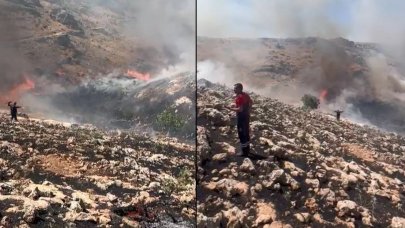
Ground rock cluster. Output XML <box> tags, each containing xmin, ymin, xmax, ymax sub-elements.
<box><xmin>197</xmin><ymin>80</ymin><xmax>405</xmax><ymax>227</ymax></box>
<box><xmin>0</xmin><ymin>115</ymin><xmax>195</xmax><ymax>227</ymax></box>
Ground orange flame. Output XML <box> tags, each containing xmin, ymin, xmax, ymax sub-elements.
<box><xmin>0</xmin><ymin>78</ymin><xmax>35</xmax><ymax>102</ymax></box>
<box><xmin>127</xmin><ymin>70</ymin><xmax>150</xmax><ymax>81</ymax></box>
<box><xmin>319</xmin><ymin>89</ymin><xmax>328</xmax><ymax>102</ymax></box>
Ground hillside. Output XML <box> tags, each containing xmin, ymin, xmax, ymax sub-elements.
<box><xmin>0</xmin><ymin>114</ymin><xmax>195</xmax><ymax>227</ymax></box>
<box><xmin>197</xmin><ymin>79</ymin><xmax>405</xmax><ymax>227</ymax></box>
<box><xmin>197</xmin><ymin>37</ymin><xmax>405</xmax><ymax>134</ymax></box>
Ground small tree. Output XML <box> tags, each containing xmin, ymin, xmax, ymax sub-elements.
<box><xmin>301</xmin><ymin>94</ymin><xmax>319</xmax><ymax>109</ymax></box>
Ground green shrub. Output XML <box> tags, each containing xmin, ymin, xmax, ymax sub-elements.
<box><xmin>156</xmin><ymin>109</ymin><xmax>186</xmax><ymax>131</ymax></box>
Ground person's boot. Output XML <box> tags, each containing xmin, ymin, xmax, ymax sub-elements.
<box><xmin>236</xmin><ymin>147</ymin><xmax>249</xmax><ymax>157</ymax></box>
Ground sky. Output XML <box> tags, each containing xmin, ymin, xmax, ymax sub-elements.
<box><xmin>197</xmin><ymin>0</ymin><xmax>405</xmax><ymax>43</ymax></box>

§ Do this
Please print the rows again word for word, starting with the line that contains "Ground sky. Output" and going on through the last of the rows above.

§ Expected answer
Ground sky. Output XML <box> tags, each containing xmin, ymin, xmax, ymax sub-elements.
<box><xmin>197</xmin><ymin>0</ymin><xmax>405</xmax><ymax>43</ymax></box>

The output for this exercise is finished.